───── Fragmento de origen ─────
15 de junio de 2020

A los 92 días de mi cuarentena...

Iniciando la tercera semana de junio y regresando a escribir por aquí.  He encontrado una solución temporera a mi computadora dañada, en lo que puedo llevarla a reparar, al menos puedo escribir esta noche. (no sé de mañana).

Los pasados días han sido algo complicados y ciertamente, he extrañado mucho este Blog.  Se me ha hecho ya costumbre, escribir en las noches.  Es una manera de canalizar mis ideas, mis pensamientos, sentimientos…Además, es el modo también de sentirme entrelazada, en comunión con otros. 

Sé que no tengo una vida “interesante”. No me pasan cosas ni extraordinarias, ni importantes.  Me pasa lo que le pasa a todo el mundo; experimento más o menos lo que la mayoría experimenta, tengo mis mejores y no tan buenos días, como todo el mundo.  Soy consciente de eso, pero desde mi vida “ordinaria”, intento rescatar pedacitos de bondad que he recibido de mi Padre.  Y desde ahí, intento dar lo mejor de mí a los demás.

En estos días, he visto con mayor claridad, lo fácil que se puede perder todo en la vida.  Se puede perder dinero, un buen trabajo, privilegios, comodidades, amigos, en los que confiábamos ciegamente, bienestar, salud… todo, podemos perder absolutamente todo.  Todo, menos la Esperanza.  

La Esperanza es lo más valioso de nuestra vida.  Ella nos levanta siempre, incluso cuando sentimos que nos quedan pocas fuerzas.  Es inspiración, motivación para vivir y aprender, especialmente cuando la vida puede mostrarnos el rostro de la decepción, el rostro de la incertidumbre, de la tristeza.  

Pero, siempre hay que esperar la llegada de los tiempos de la “goma abajo”.  Sin olvidar que la goma siempre da vueltas, hoy pudiera estar abajo, pero si no nos detenemos, seguirá rodando y volverá a estar arriba. Doy fe de ello.

En la vida, debemos esperar los problemas, las adversidades, los conflictos.  Nos guste o no, vienen en el paquete.  Nadie está libre de ellos.   Pero eso no significa que haya que perder la esperanza.  Y hay momentos que tocará levantarse, mirar de frente las dificultades y aclararle que no podrá contra nosotros, que no serán más fuertes que nosotros, porque estamos revestidos de Esperanza.

Leí en una ocasión que una persona puede vivir cuarenta días sin alimento, cuatro días sin agua, cuatro minutos sin aire, pero solamente cuatro segundos sin esperanza.  No sé si esto es verdad, pero no me extrañaría que fuera literalmente cierto.
───── Datos de entrada ─────
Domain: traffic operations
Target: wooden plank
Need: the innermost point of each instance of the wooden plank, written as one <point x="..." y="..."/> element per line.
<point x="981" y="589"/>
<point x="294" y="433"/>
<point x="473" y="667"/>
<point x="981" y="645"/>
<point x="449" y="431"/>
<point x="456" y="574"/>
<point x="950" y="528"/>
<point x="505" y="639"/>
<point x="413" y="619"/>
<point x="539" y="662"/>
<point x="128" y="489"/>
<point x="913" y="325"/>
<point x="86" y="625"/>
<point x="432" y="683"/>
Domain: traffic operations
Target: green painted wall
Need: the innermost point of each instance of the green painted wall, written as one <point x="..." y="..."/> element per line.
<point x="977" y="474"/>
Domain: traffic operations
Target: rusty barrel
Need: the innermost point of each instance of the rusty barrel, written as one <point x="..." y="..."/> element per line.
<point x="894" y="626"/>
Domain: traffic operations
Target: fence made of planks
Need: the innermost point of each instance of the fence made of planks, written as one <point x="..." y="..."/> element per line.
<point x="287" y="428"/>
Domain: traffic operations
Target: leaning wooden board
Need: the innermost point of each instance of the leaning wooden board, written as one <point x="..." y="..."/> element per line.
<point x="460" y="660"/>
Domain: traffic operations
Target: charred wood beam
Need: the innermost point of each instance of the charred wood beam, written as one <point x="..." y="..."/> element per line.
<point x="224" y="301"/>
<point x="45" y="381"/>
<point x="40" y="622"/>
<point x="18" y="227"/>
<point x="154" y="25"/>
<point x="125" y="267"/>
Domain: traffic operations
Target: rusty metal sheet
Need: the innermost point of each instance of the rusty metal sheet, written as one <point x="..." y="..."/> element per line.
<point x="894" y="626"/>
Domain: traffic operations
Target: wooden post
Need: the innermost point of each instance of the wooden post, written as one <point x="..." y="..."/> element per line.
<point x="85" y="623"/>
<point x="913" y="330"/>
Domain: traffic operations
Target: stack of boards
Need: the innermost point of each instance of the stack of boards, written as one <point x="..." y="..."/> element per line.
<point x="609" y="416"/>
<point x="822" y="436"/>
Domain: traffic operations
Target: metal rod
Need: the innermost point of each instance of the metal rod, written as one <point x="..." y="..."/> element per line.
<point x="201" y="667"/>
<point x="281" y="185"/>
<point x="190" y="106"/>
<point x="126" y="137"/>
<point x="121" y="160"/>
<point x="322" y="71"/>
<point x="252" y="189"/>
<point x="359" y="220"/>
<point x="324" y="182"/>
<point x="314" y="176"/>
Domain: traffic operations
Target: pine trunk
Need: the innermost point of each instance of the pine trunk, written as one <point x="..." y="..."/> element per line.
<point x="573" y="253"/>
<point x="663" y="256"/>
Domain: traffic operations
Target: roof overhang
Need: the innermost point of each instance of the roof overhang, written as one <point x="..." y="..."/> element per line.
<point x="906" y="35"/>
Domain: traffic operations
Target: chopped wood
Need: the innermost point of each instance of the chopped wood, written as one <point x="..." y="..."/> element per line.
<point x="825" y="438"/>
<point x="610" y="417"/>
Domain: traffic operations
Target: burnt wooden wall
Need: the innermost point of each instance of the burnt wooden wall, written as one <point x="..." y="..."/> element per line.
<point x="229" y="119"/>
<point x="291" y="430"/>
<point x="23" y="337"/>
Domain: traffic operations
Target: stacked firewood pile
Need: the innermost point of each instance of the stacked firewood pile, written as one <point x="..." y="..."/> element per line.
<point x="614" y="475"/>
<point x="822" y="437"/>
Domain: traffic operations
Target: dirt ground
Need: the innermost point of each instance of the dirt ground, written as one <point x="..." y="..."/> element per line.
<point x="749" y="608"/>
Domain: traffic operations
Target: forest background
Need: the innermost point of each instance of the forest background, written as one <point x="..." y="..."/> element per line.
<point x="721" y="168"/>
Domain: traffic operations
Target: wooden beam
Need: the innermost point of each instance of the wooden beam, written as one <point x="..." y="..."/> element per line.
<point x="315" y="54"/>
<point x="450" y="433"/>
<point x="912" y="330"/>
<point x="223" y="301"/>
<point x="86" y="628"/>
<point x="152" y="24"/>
─────
**Qué hacer:**
1. Responde estas preguntas sobre la entrada del blog sobre la esperanza:
(a) ¿Cuántos días de cuarentena se cumplen en la fecha de la entrada?
(b) ¿En qué momento del día se ha vuelto costumbre escribir en el blog?
(c) Según lo que se leyó en una ocasión, ¿cuánto tiempo puede vivir una persona sin esperanza?
2. Cambia "alimento" por "comida" en la entrada del blog sobre la esperanza y copia el pasaje que comienza en "En la vida, debemos" y termina en "fuera literalmente cierto.".
3. Prosigue la entrada del blog sobre la esperanza a partir de su última oración.
Los ítems no tienen ningún papel en este trabajo.

**Respuestas por tarea:**
1.
(a) 92 días.
(b) En las noches.
(c) Solamente cuatro segundos.

2.
En la vida, debemos esperar los problemas, las adversidades, los conflictos.  Nos guste o no, vienen en el paquete.  Nadie está libre de ellos.   Pero eso no significa que haya que perder la esperanza.  Y hay momentos que tocará levantarse, mirar de frente las dificultades y aclararle que no podrá contra nosotros, que no serán más fuertes que nosotros, porque estamos revestidos de Esperanza.

Leí en una ocasión que una persona puede vivir cuarenta días sin comida, cuatro días sin agua, cuatro minutos sin aire, pero solamente cuatro segundos sin esperanza.  No sé si esto es verdad, pero no me extrañaría que fuera literalmente cierto.

3.
Cuando salimos con mi mamá, de la oficina médica el pasado jueves, llevábamos en las manos muchos papeles, placas, laboratorios, estudios.  También salimos con muchas incertidumbres, desánimo y tristeza.  El doctor evaluó, habló, explicó, orientó…al final pude ver en sus ojos y palpar en sus palabras que había una fuerza interior que le movía a animarnos, que le obligaba a ser solidario, cercano, humano.  Y era la Esperanza.  Tiene un enorme deseo de transmitirnos su esperanza y alimentar la nuestra para no dejarnos decaer y confiar que solamente esperanzados podremos librar la batalla que nos espera.

La Esperanza es bien poderosa, nos hace salir hacia adelante cuando vivimos momentos duros, nos da razones para soñar con un futuro y nos capacita para enfrentar el desánimo, el dolor de la traición, la impotencia ante las injusticias.

A veces, podemos pensar que nuestro viaje ya va llegando a su destino final.  Sentir que ya nos hemos desgastado, que hemos consumido todas nuestras fuerzas, agotado toda nuestra energía y que es momento de silenciarnos.  Es una gran tentación a la que estamos expuestos cuando tenemos “la goma abajo”.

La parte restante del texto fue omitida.